**Task instructions:** In the response, the entries must appear exactly as supplied.

(Stored data entries)
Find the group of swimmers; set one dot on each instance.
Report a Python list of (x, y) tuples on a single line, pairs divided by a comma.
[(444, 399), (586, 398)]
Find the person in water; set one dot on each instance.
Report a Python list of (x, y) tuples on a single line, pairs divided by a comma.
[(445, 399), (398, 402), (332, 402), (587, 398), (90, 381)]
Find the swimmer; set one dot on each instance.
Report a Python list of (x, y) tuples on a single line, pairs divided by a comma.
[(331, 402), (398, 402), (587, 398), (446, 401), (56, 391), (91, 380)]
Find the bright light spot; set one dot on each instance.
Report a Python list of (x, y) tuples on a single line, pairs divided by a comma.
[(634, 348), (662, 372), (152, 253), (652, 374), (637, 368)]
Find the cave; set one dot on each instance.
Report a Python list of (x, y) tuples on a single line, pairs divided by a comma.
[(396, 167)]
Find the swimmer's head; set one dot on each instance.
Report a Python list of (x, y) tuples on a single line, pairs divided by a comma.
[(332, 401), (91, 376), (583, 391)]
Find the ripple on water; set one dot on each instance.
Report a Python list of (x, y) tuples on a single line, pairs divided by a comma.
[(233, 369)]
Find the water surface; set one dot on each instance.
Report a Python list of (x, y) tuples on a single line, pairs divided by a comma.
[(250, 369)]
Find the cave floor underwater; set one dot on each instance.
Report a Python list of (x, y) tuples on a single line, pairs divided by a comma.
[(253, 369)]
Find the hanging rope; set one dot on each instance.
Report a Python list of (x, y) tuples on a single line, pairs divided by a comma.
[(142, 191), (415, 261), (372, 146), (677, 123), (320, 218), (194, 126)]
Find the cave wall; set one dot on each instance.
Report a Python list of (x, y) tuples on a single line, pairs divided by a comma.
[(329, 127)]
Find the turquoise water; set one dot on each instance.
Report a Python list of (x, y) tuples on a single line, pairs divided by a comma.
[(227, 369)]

**Output:**
Find the group of swimmers; set one dot on each instance.
Report a Python list of (x, y) tuples on a single line, pairs divided by a comma.
[(444, 399), (586, 398)]
Find the person in water; set one dot on each instance.
Report a Python list of (x, y) tuples on a single line, pairs divided by a comma.
[(445, 399), (398, 402), (332, 402), (587, 398), (90, 381)]
Find the swimmer; set one dot on each instance.
Report a Python list of (x, y) tuples on a single line, pairs divided by a comma.
[(331, 402), (398, 402), (587, 398), (446, 401), (56, 391), (91, 380)]
Find the bright light spot; set one dot on each instance.
Report a Python list of (x, y) tuples on a single line, pairs divided by a comma.
[(634, 348), (662, 372), (152, 253), (652, 374), (637, 368)]
Find the cave; set one dot on each instance.
Report a Python list of (x, y) tuples on a single line, pairs divided by a comma.
[(396, 167)]
Find the swimmer's head; set one dot on each instance.
Report a Python list of (x, y) tuples on a single line, pairs divided by a comma.
[(332, 401), (91, 376), (583, 391)]
Find the ripple on water; set one dot on each instance.
Report a Python list of (x, y) tuples on a single line, pairs divided by a comma.
[(233, 369)]
Find the water surface; set one dot on each instance.
Report a Python list of (x, y) tuples on a single line, pairs divided by a comma.
[(250, 369)]
Find the cave floor underwater; set one dot on each instance.
Report a Python list of (x, y) tuples on a single line, pairs divided by a comma.
[(253, 369)]
Find the hanging rope; set one dot on each instance.
Report a Python list of (x, y) tuples on a single line, pairs divided by a comma.
[(142, 191), (415, 261), (372, 146), (677, 123), (320, 218), (194, 126)]
Find the cave wall; set one dot on each instance.
Report a Python list of (x, y) tuples on a single line, pairs divided by a comma.
[(329, 127)]
Find the turquoise water; set one dot on each instance.
Report a Python list of (x, y) tuples on a single line, pairs divided by a comma.
[(227, 369)]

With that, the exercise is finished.